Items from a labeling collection
:::

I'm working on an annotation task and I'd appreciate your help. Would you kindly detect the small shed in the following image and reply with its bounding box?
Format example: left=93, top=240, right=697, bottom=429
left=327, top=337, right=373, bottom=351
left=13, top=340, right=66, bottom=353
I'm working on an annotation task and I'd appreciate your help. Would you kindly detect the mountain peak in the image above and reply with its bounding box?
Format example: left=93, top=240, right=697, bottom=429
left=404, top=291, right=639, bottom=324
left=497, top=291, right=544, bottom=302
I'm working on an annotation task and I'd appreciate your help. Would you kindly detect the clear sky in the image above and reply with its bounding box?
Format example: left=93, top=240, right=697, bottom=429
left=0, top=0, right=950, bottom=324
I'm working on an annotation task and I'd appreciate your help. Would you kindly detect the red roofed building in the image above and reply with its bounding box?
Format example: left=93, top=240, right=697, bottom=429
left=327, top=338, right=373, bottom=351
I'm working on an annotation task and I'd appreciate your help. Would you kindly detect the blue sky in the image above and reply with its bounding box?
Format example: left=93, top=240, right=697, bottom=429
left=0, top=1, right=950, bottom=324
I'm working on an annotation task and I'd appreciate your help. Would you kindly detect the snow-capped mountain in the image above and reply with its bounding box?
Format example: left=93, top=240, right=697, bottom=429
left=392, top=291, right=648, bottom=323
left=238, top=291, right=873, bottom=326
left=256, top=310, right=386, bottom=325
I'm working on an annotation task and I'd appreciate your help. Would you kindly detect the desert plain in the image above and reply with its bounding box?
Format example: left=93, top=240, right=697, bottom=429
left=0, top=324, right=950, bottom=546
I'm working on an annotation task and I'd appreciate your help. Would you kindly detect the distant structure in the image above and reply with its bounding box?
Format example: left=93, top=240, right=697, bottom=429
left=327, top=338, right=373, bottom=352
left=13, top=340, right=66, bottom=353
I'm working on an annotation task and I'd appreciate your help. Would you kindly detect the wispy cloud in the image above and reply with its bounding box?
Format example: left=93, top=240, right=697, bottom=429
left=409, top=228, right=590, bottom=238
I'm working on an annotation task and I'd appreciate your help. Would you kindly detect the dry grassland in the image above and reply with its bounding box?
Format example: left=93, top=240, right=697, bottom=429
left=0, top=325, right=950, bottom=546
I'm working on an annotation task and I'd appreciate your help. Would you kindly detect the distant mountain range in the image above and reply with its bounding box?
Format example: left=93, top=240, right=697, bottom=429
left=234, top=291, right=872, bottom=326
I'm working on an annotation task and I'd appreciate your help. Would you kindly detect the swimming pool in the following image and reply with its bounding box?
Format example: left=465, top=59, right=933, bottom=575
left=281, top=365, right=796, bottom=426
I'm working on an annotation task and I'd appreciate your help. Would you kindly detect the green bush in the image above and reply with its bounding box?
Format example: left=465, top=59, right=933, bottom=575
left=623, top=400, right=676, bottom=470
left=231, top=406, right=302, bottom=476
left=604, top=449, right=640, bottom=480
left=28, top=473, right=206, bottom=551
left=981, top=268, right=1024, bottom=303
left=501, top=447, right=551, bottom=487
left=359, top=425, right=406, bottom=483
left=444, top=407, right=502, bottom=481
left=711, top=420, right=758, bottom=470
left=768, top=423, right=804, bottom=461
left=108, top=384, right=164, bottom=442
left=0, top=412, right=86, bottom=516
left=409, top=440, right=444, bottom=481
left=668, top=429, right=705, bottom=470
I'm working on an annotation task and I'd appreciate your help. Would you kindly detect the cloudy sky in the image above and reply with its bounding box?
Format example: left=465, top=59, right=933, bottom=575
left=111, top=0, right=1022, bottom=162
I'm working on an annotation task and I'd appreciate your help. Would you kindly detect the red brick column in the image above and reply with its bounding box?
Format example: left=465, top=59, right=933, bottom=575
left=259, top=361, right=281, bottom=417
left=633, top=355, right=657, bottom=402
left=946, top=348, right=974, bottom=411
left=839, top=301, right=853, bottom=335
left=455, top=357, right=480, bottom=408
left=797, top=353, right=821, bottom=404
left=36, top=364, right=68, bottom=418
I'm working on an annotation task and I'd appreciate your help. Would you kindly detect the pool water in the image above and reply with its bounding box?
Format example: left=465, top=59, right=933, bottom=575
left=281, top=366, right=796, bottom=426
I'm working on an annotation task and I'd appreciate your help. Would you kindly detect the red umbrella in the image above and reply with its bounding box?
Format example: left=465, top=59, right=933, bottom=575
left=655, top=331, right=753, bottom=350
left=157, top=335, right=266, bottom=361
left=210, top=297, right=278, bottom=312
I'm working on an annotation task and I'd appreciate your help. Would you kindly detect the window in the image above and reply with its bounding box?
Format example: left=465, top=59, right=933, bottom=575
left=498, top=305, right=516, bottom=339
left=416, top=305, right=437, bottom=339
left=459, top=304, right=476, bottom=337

:::

CHALLENGE
Reproduce the listing above in full, substituting "enclosing rectangle" for every occurrence of "bounding box" and leaving all other text unchanged.

RESULT OF THIS TASK
I'm working on an annotation task and I'd appreciate your help. Would you kindly detect the small shed in the following image and reply with its enclosing rectangle?
Format example: left=93, top=240, right=697, bottom=429
left=327, top=337, right=373, bottom=351
left=13, top=340, right=66, bottom=353
I'm working on an annotation task and I'd appreciate your help. Would you kindly detect the mountain peak in the image above and reply with its enclosing rectangle?
Format example: left=93, top=240, right=697, bottom=429
left=404, top=291, right=639, bottom=324
left=497, top=291, right=544, bottom=302
I'm working on an annotation task and I'd appreciate your help. Would you kindly detect the clear sky in the image above and reply with its enclosing rectangle?
Format example: left=93, top=240, right=697, bottom=429
left=0, top=0, right=950, bottom=324
I'm working on an annotation task and I'd appreciate your help. Would you kindly detect the red roofed building in the image above and reply with its enclosing rectangle?
Format example: left=93, top=240, right=697, bottom=429
left=327, top=338, right=373, bottom=351
I'm working on an annotation task and I'd appreciate your help. Would you kindly detect the blue sky in the image above and reply with its enclosing rectangle?
Format example: left=93, top=240, right=697, bottom=429
left=0, top=1, right=950, bottom=324
I'm working on an annotation task and I'd appreciate your help. Would you kindly detect the snow-capped mountain in the image above and reply with its enclosing rectangle?
Format example: left=93, top=240, right=697, bottom=429
left=392, top=291, right=648, bottom=323
left=238, top=291, right=873, bottom=326
left=256, top=310, right=386, bottom=325
I'm working on an annotation task and I'd appreciate your help. Would you kindly detect the desert plain in the image above and reply with its enclosing rectangle?
Format example: left=93, top=240, right=697, bottom=429
left=0, top=324, right=950, bottom=546
I'm working on an annotation task and I'd appreciate your help. Would you kindly detect the distant structure in the image above and reply with its enclosing rectangle?
Format example: left=93, top=240, right=697, bottom=429
left=327, top=338, right=373, bottom=352
left=13, top=340, right=66, bottom=353
I'm working on an annotation task and I'd appreciate your help. Would you kindly detect the wispy cloud in the image above and reply with its enclosing rectangle?
Format example: left=93, top=240, right=697, bottom=429
left=409, top=228, right=590, bottom=238
I'm working on an annotation task and I'd appreciate your help. Would you kindly detect the dry grassland in the image above and reply with its enclosing rectangle?
Format example: left=93, top=240, right=697, bottom=429
left=0, top=325, right=950, bottom=546
I'm working on an annotation task and I'd appreciate your help. Would you kindly detect the distant mountain range in the image above and reply with its enclosing rectangle?
Format example: left=93, top=240, right=697, bottom=429
left=234, top=291, right=872, bottom=326
I'm working on an annotation task and I'd appreciate your help. Would you kindly detect the swimming pool in the following image and reply with its enclosing rectangle?
Format example: left=465, top=59, right=933, bottom=575
left=281, top=365, right=796, bottom=426
I'm working on an annotation task and I'd appreciate your help. Would you kindly detect the green bush in the image above and reply with its enclosing rectangle?
Format example: left=465, top=59, right=933, bottom=575
left=623, top=400, right=676, bottom=470
left=231, top=406, right=302, bottom=476
left=604, top=449, right=640, bottom=480
left=28, top=473, right=206, bottom=551
left=981, top=268, right=1024, bottom=303
left=501, top=447, right=551, bottom=487
left=359, top=425, right=406, bottom=483
left=444, top=407, right=502, bottom=481
left=711, top=420, right=758, bottom=470
left=768, top=423, right=804, bottom=461
left=108, top=384, right=164, bottom=442
left=0, top=412, right=86, bottom=516
left=409, top=440, right=444, bottom=481
left=668, top=429, right=705, bottom=470
I'm working on an annotation task and I'd appreciate your help. Would you kindly detect the cloudy sky in the image above and reply with its enclosing rectangle?
Format example: left=465, top=59, right=933, bottom=575
left=111, top=0, right=1022, bottom=162
I'm working on an annotation task and I'd appreciate your help. Would you kindly detect the red brick column in the image above and reply with its enclosing rectangle?
Format example: left=465, top=59, right=933, bottom=575
left=259, top=361, right=281, bottom=417
left=633, top=355, right=657, bottom=402
left=946, top=348, right=974, bottom=411
left=839, top=301, right=853, bottom=335
left=455, top=357, right=480, bottom=408
left=797, top=353, right=821, bottom=404
left=36, top=364, right=68, bottom=418
I'm working on an annotation task and I'd appreciate your help. Would you kindly detect the pool water in the image above and reply with its enclosing rectangle?
Format example: left=465, top=59, right=933, bottom=575
left=281, top=366, right=796, bottom=426
I'm working on an annotation task and I'd appreciate your help. Would you kindly detect the red umbrella in the image above and reply with its enclosing rectangle?
Format example: left=465, top=59, right=933, bottom=575
left=655, top=331, right=753, bottom=350
left=157, top=335, right=266, bottom=361
left=210, top=297, right=278, bottom=312
I'm working on an annotation task and I'd appreciate your help. Would you kindly detect the window in the image above and reply with its enclosing rectangle?
Format example: left=465, top=59, right=933, bottom=575
left=498, top=305, right=516, bottom=339
left=416, top=305, right=437, bottom=339
left=459, top=304, right=476, bottom=337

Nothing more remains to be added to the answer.